● Entrées de données enregistrées:
● ● ● ● ● ● ●
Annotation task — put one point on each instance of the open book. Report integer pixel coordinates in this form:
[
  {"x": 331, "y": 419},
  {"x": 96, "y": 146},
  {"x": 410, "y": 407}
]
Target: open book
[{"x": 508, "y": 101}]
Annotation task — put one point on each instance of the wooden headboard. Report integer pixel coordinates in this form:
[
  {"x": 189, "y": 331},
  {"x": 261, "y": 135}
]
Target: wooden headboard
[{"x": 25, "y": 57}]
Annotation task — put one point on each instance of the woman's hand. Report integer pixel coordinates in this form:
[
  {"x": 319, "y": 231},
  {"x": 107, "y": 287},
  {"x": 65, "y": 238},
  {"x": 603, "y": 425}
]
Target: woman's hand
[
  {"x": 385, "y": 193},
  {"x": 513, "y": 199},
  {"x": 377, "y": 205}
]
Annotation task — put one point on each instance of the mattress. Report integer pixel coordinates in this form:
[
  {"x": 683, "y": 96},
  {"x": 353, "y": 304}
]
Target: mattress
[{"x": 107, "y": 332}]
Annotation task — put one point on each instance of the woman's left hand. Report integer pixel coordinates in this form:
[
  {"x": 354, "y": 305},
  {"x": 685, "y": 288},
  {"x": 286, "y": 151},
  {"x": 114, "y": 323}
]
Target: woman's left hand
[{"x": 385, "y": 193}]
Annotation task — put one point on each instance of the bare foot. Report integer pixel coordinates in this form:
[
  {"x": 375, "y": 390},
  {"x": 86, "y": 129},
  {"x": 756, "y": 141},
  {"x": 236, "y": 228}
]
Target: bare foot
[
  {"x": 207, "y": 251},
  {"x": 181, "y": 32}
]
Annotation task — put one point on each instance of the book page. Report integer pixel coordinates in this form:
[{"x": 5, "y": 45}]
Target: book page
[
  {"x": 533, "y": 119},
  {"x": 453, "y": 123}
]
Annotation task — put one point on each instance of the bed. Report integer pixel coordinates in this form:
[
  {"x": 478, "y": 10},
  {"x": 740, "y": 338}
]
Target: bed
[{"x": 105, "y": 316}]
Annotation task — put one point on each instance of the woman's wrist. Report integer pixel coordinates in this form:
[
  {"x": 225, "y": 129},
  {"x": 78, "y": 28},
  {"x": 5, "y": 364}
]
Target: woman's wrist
● ● ● ● ● ● ●
Redimensionnez les coordonnées en pixels des réponses, de la ligne contenant « of the bed. » jusqu'à la dernière ligne, les deux incluses. Réécrivez intégralement ces lignes en multipliant chacune de ces coordonnées par 0,85 et en l'arrondissant à l'entier le plus proche, les demis vers le haut.

● RÉPONSE RÉDIGÉE:
Annotation task — put one point on each instance of the bed. Report integer pixel coordinates in this form:
[
  {"x": 478, "y": 10},
  {"x": 740, "y": 338}
]
Target: bed
[{"x": 89, "y": 269}]
Annotation task — put one point on each instance of the woman's wrist. Report integer pixel coordinates in this form:
[
  {"x": 225, "y": 129},
  {"x": 78, "y": 28},
  {"x": 5, "y": 364}
]
Target: woman's wrist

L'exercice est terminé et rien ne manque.